───── Selected extract

Scene 1 of Christopher Marlowe's The Tragical History of the Life and Death of Doctor Faustus opens with a lengthy soliloquy by Doctor Faustus, in which he praises himself as what is now termed a "Renaissance man," which is a person who is extremely knowledgeable or highly proficient in a wide range of subjects including law, literature, religion, medicine, and the arts.
To demonstrate the range of Faustus's knowledge, Marlowe has Faustus quote Aristotle about logic, Galen about medicine, Justinian about law, and St. Jerome about religion. Faustus believes that he's exceeded all of them in his own accomplishments, and there's nothing left for him to learn except the "metaphysics of magicians," and to become a god in his own right:
FAUSTUS. Ay, these are those that Faustus most desires.
O, what a world of profit and delight,
Of power, of honour, of omnipotence,
Is promised to the studious artisan!
… A sound magician is a mighty god:
Here, Faustus, tire thy brains to gain a deity. (Sc. 1, 52–55, 62–63)
This is Faustus's pride talking. Faustus is highly educated—he's just received his doctoral degree at the beginning of the play—and he's accomplished a great deal in his life, but his excessive pride in his own abilities and accomplishments leads him to make decisions based on Renaissance ideals of intellectual inquiry and self-improvement that ultimately lead to his medieval downfall.
Faustus's final soliloquy in scene 13, exemplifies the essential conflict between Renaissance intellectual curiosity and uncertainty and Medieval dogma and certainty.

──────────
───── Dataset

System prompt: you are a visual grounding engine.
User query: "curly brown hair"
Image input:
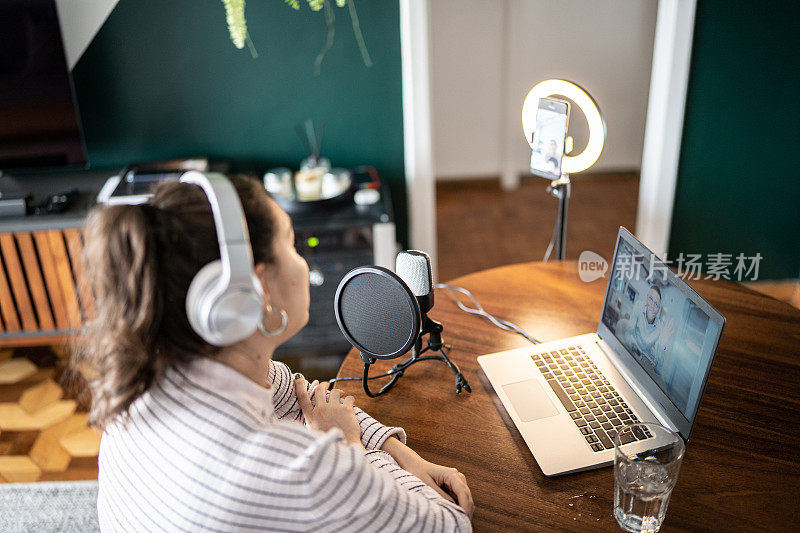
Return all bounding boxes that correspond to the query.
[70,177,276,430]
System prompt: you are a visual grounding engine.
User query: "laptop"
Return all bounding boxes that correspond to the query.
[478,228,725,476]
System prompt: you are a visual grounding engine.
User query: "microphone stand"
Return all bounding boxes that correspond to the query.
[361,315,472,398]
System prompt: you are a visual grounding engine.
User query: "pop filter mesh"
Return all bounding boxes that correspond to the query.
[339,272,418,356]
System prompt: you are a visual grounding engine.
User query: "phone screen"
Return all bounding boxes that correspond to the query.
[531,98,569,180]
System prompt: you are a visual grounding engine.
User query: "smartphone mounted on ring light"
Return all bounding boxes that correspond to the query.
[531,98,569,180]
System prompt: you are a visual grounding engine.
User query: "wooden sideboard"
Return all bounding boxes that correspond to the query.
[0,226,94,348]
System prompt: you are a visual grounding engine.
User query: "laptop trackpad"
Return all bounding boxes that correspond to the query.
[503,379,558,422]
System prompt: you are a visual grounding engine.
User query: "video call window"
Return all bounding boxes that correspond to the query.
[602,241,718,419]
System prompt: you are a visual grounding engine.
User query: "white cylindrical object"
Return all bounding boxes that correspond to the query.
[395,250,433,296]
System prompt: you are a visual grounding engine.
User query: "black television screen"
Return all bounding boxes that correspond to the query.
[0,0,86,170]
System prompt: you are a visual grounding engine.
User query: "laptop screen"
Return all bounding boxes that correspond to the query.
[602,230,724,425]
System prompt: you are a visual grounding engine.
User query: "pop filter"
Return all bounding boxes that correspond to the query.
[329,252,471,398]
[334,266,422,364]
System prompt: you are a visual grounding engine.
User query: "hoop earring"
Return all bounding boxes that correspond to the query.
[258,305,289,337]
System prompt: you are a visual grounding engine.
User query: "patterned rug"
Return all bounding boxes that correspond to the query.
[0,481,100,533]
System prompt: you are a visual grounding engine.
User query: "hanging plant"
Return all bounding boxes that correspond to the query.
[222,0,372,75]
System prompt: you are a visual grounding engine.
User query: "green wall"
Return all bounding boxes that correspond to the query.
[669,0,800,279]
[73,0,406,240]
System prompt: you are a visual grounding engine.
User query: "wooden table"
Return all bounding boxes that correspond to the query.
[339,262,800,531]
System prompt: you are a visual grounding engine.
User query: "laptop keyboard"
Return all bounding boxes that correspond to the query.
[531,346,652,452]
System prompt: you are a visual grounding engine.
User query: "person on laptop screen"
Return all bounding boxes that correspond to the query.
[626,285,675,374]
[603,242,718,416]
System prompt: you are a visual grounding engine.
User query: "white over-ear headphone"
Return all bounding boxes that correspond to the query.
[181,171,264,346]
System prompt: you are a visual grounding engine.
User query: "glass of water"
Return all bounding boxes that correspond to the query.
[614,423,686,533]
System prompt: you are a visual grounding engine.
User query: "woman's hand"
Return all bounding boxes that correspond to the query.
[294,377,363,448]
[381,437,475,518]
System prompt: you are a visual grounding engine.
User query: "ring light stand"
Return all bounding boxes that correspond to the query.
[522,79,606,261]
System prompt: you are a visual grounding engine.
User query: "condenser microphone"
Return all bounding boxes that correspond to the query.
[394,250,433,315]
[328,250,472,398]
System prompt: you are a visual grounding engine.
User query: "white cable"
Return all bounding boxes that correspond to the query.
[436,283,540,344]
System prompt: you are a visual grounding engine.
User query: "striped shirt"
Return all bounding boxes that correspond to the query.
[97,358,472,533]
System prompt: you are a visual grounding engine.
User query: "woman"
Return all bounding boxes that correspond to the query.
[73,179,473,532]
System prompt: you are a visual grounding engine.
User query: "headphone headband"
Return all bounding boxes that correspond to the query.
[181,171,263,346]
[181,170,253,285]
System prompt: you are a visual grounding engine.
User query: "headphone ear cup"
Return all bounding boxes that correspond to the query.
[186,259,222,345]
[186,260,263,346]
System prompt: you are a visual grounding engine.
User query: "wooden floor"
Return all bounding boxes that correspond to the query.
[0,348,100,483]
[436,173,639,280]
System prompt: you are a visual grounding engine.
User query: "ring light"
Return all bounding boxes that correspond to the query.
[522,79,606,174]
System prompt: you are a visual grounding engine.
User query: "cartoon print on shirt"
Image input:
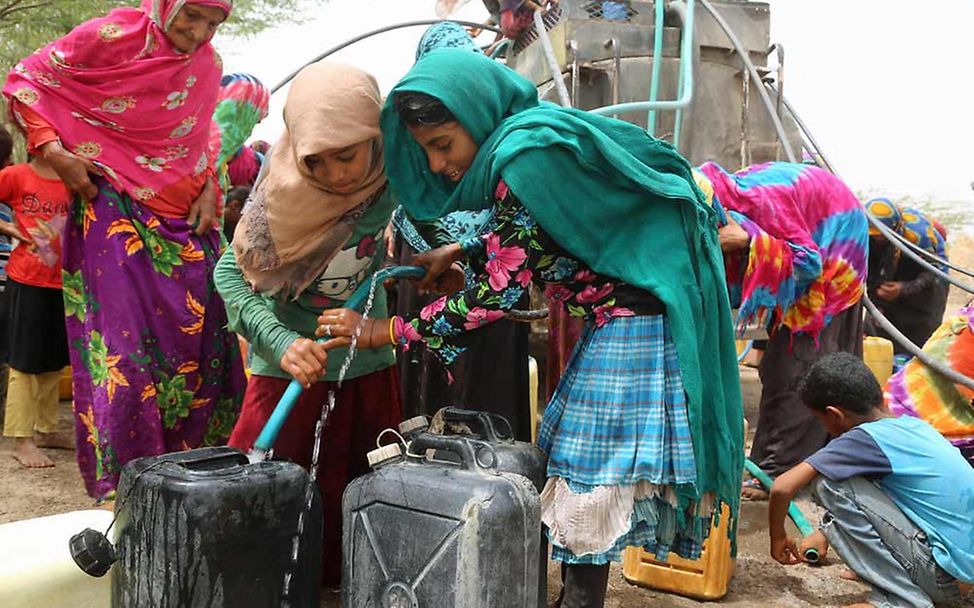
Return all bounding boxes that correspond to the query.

──────────

**Action item**
In the passage on Doctor Faustus, which figure does Faustus quote about law? The records have no connection to the passage on Doctor Faustus.

**Task response**
Justinian.